**WORK TO COMPLETE:**
Repeat the lines below, starting with the very first one and going on through the line that contains "point(196, 261)", with both ends included. Leave the pictures out of your answer.

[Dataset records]
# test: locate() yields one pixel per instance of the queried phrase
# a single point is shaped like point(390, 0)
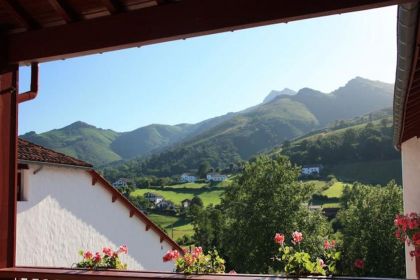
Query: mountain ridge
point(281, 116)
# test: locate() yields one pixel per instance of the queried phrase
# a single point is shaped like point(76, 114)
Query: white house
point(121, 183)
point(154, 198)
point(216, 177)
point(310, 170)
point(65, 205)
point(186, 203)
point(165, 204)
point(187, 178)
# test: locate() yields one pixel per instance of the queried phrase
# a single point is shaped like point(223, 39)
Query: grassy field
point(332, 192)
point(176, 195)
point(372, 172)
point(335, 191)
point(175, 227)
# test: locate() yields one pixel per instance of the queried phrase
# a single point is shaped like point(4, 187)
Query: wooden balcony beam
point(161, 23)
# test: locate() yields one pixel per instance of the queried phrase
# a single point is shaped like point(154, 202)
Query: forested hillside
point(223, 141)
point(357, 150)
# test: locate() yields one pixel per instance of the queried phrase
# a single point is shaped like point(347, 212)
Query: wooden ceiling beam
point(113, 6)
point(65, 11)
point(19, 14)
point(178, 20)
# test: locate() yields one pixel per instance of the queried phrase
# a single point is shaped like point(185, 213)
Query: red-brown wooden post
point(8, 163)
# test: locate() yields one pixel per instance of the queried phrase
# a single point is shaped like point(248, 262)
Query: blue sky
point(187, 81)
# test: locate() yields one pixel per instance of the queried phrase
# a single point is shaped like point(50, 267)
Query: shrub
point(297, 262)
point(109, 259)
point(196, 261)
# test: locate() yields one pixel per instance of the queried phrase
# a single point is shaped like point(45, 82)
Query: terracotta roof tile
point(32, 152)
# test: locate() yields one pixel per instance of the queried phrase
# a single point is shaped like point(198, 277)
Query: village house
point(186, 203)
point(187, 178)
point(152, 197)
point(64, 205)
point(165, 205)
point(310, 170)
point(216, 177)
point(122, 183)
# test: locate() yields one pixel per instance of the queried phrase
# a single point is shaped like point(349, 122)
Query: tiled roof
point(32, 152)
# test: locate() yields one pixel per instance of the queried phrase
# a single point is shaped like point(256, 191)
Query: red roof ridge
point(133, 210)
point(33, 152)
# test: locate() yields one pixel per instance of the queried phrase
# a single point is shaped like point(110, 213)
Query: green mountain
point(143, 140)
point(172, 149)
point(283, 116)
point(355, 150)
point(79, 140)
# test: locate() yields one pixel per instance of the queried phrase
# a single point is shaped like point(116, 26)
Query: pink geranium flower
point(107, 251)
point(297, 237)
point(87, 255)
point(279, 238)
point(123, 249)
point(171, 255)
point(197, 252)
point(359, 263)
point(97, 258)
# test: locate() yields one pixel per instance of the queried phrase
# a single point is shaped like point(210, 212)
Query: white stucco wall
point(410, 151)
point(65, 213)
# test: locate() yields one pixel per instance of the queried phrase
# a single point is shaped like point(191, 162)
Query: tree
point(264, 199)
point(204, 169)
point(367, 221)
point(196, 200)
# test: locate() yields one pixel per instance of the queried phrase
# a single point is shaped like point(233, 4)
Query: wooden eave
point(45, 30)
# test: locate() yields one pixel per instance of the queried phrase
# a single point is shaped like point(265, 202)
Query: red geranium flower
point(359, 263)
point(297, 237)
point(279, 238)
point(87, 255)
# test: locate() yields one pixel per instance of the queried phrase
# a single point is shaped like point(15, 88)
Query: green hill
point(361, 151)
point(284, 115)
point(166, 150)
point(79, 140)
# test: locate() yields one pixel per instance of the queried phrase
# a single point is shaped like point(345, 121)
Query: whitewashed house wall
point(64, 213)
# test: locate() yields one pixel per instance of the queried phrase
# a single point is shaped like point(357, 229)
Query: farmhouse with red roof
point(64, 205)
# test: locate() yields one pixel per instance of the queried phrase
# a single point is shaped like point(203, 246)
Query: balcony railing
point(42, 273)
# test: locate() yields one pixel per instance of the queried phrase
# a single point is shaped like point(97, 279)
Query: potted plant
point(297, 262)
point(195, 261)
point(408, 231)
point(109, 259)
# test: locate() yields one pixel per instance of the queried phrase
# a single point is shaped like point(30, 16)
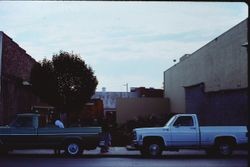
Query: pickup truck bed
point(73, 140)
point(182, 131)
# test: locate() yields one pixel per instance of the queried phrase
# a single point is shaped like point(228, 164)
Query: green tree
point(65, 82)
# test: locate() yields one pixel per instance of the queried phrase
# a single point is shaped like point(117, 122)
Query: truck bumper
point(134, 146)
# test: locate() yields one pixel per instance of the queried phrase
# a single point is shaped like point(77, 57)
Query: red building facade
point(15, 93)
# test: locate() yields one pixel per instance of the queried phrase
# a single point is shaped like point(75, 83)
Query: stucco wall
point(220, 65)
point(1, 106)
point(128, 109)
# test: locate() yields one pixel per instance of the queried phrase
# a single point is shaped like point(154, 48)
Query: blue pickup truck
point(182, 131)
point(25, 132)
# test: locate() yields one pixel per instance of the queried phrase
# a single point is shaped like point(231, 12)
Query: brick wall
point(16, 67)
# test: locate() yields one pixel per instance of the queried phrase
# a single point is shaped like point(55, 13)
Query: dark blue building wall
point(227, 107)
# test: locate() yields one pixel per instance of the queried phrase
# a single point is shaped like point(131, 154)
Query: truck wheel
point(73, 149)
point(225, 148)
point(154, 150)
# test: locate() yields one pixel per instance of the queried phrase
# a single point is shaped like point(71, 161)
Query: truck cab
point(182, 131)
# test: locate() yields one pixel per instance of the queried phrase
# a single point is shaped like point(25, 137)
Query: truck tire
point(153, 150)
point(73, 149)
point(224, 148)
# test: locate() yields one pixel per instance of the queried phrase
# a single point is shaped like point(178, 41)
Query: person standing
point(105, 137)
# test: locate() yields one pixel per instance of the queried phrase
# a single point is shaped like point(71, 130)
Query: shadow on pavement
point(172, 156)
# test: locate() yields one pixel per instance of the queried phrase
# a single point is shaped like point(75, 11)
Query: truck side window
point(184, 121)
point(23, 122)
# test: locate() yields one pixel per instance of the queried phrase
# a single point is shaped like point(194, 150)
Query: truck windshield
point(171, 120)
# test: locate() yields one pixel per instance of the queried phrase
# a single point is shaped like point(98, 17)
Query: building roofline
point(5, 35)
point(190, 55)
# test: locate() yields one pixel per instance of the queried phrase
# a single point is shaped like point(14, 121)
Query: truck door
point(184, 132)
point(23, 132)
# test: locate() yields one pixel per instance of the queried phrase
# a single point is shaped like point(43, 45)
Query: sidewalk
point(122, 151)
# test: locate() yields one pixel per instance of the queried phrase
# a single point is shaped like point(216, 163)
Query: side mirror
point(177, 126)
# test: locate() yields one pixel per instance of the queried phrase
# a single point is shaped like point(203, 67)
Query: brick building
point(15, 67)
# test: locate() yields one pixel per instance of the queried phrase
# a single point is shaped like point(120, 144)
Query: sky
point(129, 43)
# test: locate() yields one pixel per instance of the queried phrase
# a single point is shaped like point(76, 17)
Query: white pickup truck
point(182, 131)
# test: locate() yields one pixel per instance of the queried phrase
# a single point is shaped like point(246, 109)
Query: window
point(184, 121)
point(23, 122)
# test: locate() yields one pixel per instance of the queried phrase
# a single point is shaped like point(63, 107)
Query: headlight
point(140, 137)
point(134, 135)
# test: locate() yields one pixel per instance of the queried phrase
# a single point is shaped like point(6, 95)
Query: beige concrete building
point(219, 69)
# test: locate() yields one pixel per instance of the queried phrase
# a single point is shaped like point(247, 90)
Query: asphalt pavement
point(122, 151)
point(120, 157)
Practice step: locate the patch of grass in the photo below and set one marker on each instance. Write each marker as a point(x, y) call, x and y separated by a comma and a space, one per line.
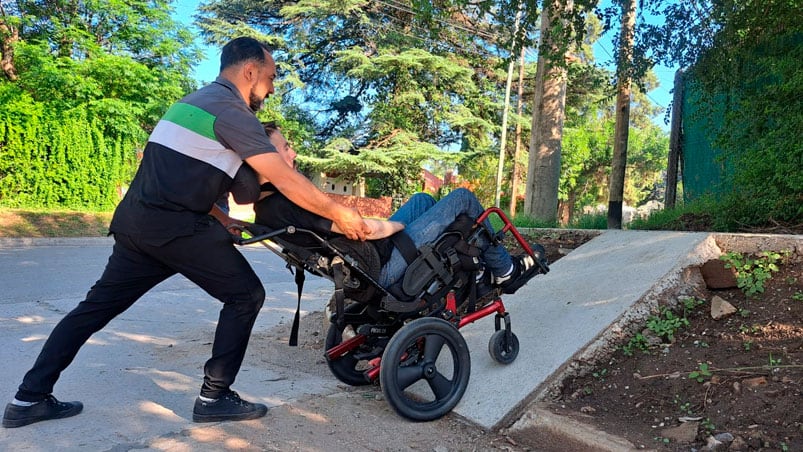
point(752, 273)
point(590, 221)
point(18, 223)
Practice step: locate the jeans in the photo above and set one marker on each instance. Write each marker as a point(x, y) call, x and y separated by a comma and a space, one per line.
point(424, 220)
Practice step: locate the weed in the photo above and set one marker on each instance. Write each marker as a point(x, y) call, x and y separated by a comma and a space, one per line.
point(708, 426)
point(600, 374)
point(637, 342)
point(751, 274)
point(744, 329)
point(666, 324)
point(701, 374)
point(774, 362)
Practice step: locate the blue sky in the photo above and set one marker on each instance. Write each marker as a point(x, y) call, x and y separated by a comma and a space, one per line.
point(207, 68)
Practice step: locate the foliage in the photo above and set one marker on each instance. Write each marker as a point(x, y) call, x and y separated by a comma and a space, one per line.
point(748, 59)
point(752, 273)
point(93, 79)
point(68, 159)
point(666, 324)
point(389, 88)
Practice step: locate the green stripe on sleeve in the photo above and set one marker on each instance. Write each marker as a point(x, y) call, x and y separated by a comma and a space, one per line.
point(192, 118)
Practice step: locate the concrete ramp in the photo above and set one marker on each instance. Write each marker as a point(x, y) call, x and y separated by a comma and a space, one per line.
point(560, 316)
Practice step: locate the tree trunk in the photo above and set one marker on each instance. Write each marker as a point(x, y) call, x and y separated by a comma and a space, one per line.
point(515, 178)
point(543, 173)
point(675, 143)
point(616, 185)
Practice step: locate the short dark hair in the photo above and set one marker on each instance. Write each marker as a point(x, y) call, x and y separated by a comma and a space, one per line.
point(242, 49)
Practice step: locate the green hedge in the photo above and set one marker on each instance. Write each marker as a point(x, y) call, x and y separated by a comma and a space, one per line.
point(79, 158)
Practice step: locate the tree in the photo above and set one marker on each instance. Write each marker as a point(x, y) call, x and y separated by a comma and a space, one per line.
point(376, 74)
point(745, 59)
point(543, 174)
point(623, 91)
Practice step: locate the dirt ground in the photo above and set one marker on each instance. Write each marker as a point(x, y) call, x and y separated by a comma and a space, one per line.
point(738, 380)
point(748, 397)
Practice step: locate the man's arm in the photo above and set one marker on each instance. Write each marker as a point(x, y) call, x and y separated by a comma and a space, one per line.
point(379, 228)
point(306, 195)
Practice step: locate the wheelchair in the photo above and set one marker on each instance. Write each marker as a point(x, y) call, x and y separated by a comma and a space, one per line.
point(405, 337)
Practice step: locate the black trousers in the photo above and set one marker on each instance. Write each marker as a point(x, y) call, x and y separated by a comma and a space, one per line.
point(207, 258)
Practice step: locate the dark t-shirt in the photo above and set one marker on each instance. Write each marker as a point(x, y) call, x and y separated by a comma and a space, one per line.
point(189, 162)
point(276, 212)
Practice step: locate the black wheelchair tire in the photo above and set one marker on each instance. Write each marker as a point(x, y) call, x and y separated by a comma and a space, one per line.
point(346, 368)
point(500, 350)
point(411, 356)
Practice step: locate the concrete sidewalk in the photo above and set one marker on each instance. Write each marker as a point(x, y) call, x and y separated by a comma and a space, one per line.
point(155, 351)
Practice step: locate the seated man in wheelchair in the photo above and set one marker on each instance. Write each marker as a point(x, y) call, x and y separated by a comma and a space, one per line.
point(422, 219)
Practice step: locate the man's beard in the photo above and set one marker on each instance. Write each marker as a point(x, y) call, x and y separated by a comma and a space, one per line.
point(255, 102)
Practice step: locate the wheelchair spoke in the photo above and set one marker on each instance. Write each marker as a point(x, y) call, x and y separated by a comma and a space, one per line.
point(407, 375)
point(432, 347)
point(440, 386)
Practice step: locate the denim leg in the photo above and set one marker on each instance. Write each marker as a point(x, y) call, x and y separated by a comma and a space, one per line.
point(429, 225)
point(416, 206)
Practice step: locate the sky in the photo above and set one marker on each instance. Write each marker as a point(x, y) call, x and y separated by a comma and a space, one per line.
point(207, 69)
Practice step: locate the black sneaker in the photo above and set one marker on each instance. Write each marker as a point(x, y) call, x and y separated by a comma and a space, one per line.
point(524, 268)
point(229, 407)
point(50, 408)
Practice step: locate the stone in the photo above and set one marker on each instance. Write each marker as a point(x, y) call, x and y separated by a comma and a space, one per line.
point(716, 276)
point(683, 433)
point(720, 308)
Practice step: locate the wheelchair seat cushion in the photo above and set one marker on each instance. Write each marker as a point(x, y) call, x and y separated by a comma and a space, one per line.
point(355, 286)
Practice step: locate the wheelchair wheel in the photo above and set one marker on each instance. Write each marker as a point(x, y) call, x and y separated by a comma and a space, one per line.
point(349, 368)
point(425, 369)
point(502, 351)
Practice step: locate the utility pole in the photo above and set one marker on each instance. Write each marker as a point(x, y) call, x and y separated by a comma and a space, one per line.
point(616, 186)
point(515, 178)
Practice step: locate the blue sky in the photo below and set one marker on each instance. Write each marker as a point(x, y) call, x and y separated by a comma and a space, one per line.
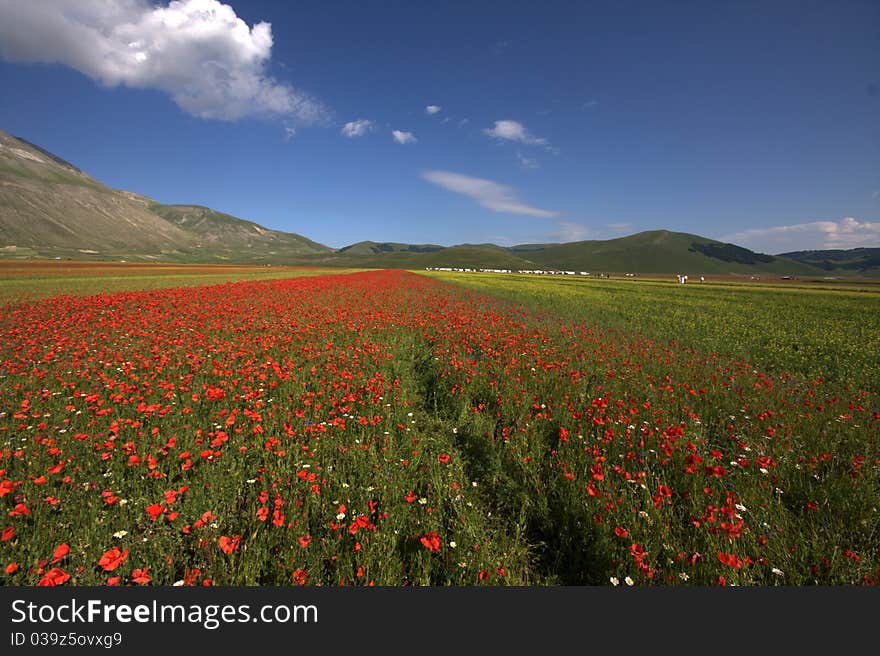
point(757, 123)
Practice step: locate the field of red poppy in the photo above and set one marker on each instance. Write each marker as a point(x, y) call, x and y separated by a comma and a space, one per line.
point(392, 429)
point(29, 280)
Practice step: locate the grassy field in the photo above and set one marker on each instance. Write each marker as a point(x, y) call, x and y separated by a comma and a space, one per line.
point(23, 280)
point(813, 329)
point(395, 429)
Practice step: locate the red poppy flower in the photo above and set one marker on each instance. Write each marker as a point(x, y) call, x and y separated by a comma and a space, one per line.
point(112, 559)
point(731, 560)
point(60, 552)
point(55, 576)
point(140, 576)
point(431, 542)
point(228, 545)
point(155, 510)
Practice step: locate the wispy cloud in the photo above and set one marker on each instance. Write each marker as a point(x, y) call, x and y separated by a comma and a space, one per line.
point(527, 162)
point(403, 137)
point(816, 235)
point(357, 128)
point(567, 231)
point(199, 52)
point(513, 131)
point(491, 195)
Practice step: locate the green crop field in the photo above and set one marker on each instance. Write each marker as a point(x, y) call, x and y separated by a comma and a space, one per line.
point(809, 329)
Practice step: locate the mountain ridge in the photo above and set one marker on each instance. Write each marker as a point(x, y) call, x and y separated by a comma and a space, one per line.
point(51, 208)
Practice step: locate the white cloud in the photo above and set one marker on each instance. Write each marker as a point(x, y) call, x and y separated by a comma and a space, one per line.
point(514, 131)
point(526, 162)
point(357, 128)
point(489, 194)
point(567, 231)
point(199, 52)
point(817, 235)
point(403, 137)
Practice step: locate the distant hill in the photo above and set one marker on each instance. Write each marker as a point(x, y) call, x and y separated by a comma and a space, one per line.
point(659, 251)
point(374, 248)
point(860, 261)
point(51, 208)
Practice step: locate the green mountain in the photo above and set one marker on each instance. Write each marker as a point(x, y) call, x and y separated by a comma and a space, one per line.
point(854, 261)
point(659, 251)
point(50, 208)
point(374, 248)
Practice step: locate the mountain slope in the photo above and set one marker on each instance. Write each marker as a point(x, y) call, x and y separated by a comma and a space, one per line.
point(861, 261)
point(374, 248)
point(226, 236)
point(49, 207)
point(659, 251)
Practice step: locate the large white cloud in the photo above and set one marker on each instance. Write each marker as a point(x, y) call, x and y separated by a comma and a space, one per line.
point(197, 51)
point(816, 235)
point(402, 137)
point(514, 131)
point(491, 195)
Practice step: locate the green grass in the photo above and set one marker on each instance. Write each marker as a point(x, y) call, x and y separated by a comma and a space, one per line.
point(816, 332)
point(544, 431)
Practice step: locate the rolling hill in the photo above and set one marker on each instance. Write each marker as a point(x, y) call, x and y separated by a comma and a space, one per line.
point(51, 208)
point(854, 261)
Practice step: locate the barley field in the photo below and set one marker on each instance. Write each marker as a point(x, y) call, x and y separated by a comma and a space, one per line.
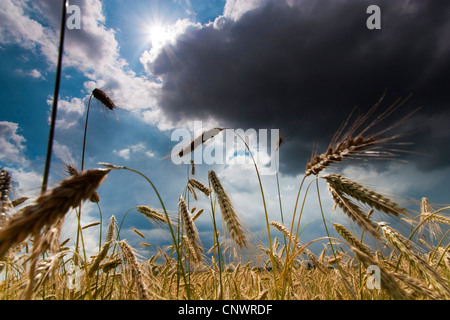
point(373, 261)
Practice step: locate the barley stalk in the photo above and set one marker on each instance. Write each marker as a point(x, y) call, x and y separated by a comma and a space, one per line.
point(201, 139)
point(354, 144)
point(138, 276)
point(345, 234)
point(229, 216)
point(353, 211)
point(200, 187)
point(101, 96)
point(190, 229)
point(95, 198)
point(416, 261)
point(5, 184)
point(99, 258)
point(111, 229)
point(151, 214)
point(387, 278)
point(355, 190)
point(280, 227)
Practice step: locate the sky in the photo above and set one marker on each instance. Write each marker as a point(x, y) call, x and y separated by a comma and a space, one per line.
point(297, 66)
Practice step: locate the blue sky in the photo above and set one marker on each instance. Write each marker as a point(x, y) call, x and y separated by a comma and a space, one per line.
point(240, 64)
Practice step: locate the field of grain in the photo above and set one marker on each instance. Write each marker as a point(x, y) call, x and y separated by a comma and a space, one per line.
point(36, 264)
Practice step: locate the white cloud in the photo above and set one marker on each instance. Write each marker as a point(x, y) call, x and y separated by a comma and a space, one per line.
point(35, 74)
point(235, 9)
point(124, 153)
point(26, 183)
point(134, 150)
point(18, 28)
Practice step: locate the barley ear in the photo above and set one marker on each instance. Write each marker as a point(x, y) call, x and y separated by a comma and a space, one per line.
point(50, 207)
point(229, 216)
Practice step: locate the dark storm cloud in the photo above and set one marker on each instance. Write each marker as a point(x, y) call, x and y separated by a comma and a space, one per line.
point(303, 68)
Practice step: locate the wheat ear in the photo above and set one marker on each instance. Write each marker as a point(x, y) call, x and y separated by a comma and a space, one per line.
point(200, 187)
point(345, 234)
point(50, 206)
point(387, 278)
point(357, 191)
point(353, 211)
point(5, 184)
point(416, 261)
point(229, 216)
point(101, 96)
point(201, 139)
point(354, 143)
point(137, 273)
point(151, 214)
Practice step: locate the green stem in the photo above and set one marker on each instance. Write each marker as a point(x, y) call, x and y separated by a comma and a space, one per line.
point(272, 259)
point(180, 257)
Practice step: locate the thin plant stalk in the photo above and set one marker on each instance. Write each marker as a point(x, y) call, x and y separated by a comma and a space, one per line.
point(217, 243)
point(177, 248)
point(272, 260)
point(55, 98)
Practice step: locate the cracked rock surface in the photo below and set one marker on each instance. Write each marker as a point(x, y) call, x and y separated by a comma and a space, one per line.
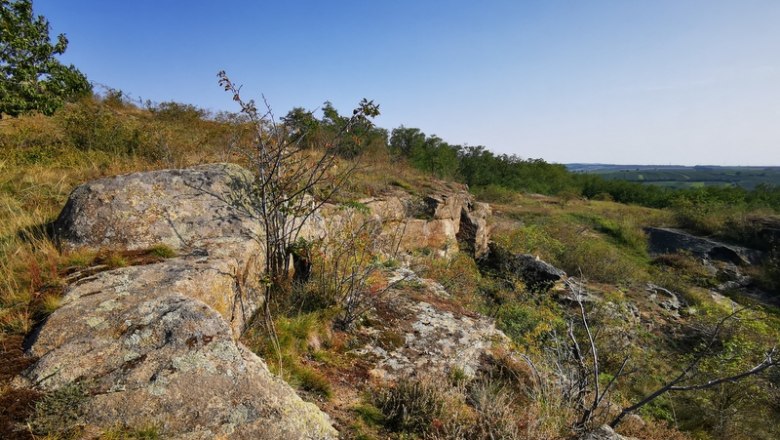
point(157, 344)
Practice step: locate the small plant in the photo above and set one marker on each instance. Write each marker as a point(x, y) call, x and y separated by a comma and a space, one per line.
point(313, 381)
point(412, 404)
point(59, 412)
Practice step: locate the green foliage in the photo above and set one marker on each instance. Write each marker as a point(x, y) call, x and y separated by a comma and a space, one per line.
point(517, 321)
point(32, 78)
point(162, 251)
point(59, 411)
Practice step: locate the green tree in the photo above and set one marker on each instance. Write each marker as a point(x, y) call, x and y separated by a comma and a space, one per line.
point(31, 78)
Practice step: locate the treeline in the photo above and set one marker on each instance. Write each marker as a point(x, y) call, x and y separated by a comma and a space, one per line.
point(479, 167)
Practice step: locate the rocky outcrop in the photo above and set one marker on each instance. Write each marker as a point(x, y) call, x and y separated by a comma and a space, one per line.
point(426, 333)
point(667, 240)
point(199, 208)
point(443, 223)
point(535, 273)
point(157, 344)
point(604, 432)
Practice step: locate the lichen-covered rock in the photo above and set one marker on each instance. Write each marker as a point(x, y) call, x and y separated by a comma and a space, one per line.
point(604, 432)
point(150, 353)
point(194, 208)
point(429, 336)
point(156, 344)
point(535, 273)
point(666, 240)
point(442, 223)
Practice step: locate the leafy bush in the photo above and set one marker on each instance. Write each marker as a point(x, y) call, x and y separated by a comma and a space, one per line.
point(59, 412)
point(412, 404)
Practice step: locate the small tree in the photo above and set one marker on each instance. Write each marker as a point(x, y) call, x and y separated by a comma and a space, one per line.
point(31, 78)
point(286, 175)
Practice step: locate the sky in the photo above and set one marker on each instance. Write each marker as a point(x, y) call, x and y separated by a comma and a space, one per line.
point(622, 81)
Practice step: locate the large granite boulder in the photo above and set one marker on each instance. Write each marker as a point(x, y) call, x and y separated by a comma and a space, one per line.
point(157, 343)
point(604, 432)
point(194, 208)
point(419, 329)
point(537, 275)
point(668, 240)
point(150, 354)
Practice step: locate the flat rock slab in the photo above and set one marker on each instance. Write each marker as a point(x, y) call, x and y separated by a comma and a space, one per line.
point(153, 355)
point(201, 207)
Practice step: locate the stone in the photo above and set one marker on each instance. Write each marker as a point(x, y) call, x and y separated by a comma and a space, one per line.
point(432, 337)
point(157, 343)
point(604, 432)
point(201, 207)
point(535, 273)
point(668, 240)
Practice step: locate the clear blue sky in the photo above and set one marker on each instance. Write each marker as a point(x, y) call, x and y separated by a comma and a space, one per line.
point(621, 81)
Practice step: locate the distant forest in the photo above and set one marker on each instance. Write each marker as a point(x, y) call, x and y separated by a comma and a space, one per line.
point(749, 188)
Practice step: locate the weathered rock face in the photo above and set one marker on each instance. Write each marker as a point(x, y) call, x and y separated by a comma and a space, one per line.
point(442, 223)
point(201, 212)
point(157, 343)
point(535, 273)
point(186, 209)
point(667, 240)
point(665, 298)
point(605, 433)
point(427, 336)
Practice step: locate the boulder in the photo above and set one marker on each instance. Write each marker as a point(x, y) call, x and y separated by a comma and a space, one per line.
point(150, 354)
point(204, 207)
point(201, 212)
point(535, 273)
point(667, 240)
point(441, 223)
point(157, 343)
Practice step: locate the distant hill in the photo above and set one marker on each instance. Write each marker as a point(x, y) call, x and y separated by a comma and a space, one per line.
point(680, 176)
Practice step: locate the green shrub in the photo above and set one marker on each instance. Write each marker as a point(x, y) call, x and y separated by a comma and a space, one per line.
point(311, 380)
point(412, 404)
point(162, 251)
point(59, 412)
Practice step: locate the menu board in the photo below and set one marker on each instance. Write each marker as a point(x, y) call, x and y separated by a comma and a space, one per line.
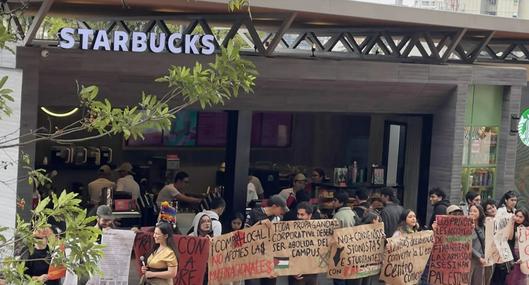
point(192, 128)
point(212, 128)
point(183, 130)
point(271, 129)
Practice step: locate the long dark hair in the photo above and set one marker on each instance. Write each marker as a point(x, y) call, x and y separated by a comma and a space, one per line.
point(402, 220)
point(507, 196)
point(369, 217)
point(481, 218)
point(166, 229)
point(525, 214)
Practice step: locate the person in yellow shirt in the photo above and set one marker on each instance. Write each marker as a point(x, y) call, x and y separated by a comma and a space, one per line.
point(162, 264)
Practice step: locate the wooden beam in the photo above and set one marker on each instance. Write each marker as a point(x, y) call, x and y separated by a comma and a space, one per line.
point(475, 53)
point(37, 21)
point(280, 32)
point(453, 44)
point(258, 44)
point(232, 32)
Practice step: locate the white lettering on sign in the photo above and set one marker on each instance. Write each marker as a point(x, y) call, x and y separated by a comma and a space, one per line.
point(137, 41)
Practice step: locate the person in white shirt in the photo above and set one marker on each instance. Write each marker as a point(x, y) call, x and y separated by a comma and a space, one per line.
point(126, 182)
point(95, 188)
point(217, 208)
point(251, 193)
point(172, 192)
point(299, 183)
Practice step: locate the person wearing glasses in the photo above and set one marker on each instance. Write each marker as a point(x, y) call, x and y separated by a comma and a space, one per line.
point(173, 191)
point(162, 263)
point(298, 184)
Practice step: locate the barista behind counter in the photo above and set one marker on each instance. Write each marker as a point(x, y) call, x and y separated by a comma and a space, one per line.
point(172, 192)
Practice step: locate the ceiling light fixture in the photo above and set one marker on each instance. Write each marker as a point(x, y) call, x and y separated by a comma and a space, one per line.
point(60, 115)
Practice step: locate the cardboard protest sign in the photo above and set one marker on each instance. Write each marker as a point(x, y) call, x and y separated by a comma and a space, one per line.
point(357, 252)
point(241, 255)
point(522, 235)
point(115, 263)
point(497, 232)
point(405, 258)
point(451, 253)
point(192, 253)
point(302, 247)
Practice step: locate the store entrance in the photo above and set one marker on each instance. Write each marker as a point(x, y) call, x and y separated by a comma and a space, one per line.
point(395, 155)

**RESULT OF THIS TASK:**
# test: locate() yields one pixel per instance of the queried phrase
# a single point is shaped like point(390, 0)
Query: mountain ridge
point(281, 116)
# test: locate() yields one pixel per instance of the queried phrase
# a single point is shaped like point(76, 114)
Query: white house
point(121, 183)
point(154, 198)
point(216, 177)
point(310, 170)
point(65, 205)
point(186, 203)
point(165, 204)
point(187, 178)
# test: locate() yields one pixel per instance of the queried phrase
# a single point is shaped like point(223, 39)
Query: grassy field
point(332, 192)
point(176, 195)
point(372, 172)
point(335, 191)
point(175, 227)
# test: locate() yields one pixel per instance of the queried phrase
# a single point is shaped like point(4, 187)
Query: wooden balcony beam
point(161, 23)
# test: locate() yields one pixel per instance of the queried phrase
# a single point is shaped like point(154, 202)
Query: forested hillside
point(223, 141)
point(357, 150)
# test: locate() yields one pixel per instance of the queried phrase
# a single point is shaped like point(347, 212)
Query: wooden ceiling beam
point(113, 6)
point(65, 11)
point(19, 14)
point(178, 20)
# test: locate() yields one pixel per instance of the queried phrase
# a single point is shaped like point(185, 213)
Query: red-brown wooden post
point(8, 163)
# test: locate() yields one pixel per instance of the queried phrase
# a single point is shaped like point(248, 262)
Query: blue sky
point(187, 81)
# test: locate() yields one pixel per instance of the queried phrase
# a single point is shaped like point(50, 267)
Query: shrub
point(297, 262)
point(109, 259)
point(196, 261)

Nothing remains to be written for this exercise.